═══ Data shown
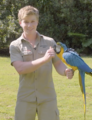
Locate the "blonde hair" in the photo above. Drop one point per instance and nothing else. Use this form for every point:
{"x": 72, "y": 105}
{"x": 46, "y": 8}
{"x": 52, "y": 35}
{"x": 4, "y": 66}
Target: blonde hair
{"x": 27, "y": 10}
══════
═══ Data shown
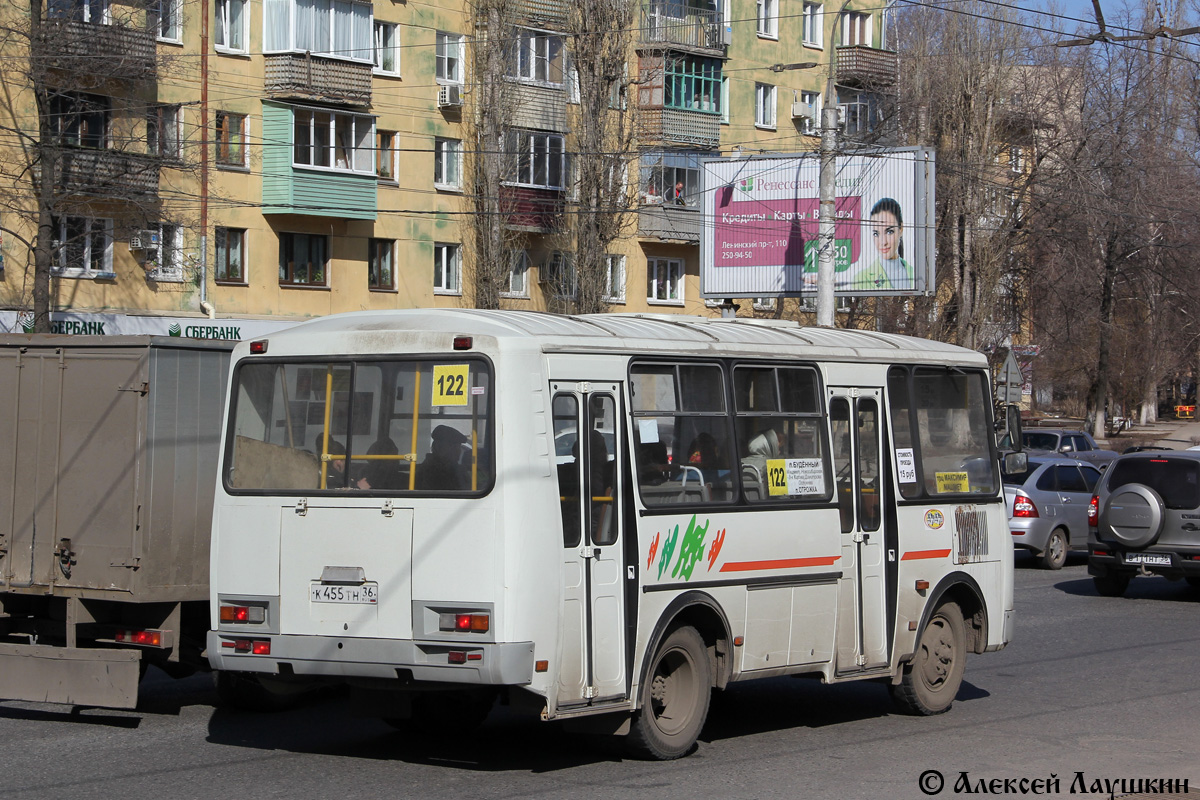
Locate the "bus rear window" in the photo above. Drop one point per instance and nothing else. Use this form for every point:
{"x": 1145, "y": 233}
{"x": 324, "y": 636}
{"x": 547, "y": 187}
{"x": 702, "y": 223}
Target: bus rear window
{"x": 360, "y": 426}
══════
- Exercise details: Every line in the records that holds the word "Drop" should be copied into the answer.

- Solution below:
Locate the "blonde hair" in the photo above. Drop one point per instance and nothing else. Use this form for every point:
Locate the "bus rear window" in the photo above. Drop one point per instance and nothing else. Use this form for every point:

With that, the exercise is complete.